• _SOURCE EXCERPT_:
>> start

“Oh, East is East, and West is West, and never the twain shall meet.” The opening lines of Rudyard Kipling’s famous Ballad of East and West, written 125 years ago in 1889, are familiar to most of us. We in the localization business are committed to helping our customers overcome the language and other barriers that still separate East and West today. And yet, it seems that we often encounter difficulties ourselves. This was the topic of a panel discussion I moderated at Localization World in Bangkok earlier this year. Representatives from language services companies in both the East and the West came together to discuss some of the stereotypes and the practical challenges they sometimes present.
The first challenge we had to take on was that of the concept of a stereotype. We all recognize that stereotypes are inherently unfair, and yet there is a sense in which they are not altogether unhelpful. It really is true that, in general, Americans (like me) are too loud, too direct and too informal when seen from the perspective of many other cultures. And it really is true that the cultural predispositions of many Asians to avoid causing others to “lose face” can result in severe communication problems when combined with the direct Western approach to problem resolution. So with these cultural characteristics as a backdrop, we explored several areas that often give rise to difficulties between us, inhibiting our ability to serve our customers effectively.

>> end

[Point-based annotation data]
>> start

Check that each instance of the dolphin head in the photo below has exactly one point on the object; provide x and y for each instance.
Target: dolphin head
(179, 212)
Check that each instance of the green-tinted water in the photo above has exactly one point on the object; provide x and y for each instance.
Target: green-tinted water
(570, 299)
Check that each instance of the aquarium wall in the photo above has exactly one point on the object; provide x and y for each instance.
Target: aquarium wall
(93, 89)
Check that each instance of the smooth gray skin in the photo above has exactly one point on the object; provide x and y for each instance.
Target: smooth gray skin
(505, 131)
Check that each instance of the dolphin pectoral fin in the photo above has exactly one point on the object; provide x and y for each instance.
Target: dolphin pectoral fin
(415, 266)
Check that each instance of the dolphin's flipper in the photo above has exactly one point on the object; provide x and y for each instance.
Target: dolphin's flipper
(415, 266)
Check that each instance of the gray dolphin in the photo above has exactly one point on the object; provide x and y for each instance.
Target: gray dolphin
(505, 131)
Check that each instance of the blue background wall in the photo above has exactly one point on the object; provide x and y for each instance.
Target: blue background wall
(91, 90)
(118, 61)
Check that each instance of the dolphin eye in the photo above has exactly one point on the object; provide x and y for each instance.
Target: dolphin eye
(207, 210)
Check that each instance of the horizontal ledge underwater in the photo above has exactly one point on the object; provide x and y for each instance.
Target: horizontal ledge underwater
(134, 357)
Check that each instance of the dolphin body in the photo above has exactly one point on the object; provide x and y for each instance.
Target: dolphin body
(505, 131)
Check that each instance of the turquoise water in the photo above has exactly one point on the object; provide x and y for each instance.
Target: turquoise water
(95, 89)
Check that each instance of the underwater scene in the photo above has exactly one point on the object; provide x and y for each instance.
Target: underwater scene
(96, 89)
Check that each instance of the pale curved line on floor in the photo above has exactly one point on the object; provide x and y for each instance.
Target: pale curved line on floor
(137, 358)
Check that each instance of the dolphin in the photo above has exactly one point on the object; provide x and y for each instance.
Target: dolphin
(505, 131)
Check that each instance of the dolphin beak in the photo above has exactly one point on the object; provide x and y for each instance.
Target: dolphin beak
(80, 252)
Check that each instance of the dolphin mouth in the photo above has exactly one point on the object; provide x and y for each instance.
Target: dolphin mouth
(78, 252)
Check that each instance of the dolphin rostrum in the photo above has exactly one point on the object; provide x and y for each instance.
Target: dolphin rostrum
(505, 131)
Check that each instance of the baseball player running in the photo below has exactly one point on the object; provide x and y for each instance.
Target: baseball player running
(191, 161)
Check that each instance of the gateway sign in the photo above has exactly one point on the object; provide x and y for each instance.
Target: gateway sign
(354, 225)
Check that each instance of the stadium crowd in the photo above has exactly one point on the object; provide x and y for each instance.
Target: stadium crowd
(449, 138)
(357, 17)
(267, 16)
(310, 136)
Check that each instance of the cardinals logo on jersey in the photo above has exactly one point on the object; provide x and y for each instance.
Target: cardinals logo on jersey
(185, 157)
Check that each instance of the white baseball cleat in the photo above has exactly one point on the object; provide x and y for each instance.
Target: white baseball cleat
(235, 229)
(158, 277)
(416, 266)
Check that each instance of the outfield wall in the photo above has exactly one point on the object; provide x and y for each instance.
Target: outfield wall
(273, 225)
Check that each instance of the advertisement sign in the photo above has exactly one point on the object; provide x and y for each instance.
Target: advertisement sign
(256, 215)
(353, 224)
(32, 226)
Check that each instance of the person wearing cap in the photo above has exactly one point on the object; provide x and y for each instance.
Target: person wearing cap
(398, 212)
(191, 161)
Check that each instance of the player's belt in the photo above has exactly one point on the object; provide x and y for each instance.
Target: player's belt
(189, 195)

>> end

• _JOB 1_: According to the essay on East and West in localization, where was the panel discussion held?
• _JOB 2_: Extend the essay on East and West in localization, starting after its final sentence.

• _TASK RESULT 1_: At Localization World in Bangkok.

• _TASK RESULT 2_:
As we began to address this challenge, we recognized that we all need to do a better job of seeing ourselves as others see us. As Westerners, we often pride ourselves in being direct, yet this is frequently perceived as simple rudeness by others. We are also often in a hurry — too focused on the goal to acknowledge the personal aspects of any business relationship. This can lead to a very confrontational approach to problem-solving and a tendency to assign (or avoid) blame when things go wrong. And lastly, we tend to lack self-awareness, being slow to recognize differing cultural expectations or the way we are transgressing cultural norms. The Asians in the group also helped us to see that our view of “Asia” as being “all the same” on some level was also part of the problem with our approach.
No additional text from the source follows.